Data provided.
***

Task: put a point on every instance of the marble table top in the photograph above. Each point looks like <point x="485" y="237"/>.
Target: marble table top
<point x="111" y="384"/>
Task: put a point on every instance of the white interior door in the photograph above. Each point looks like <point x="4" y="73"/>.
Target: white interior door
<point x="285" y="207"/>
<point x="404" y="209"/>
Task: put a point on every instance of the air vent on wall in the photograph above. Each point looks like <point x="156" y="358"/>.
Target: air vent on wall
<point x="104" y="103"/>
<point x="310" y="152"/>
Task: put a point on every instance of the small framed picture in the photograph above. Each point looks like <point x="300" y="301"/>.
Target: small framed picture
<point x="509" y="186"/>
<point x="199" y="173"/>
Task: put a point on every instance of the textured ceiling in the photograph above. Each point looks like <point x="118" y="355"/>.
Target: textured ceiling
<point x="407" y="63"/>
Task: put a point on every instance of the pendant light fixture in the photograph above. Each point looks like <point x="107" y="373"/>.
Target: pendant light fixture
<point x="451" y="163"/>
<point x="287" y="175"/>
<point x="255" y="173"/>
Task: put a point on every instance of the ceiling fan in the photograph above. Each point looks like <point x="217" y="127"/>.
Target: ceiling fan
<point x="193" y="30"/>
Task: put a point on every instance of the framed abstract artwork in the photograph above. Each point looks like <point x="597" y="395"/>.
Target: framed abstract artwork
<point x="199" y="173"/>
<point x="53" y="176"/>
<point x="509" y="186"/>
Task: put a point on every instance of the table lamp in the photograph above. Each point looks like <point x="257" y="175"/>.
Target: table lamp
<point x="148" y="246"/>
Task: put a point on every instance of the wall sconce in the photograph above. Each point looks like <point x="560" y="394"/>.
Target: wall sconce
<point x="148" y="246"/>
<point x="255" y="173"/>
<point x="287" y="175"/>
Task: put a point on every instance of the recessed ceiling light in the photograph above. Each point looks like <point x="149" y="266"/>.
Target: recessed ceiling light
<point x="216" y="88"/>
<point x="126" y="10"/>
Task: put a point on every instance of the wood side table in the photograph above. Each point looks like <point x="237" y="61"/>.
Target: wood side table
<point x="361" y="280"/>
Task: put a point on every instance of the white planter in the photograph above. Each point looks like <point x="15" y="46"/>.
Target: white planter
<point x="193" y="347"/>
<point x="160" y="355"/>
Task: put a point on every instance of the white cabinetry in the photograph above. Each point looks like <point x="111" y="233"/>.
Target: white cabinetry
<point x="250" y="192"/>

***

Problem to work on.
Reproduce the lines verbatim. Begin with the line that contains "Task: put a point on every instance of the white cabinetry" and continue through the last line above, including both.

Exercise result.
Task: put a point on every instance of the white cabinetry in the photograph above. Each point looks like <point x="111" y="233"/>.
Target: white cabinetry
<point x="250" y="192"/>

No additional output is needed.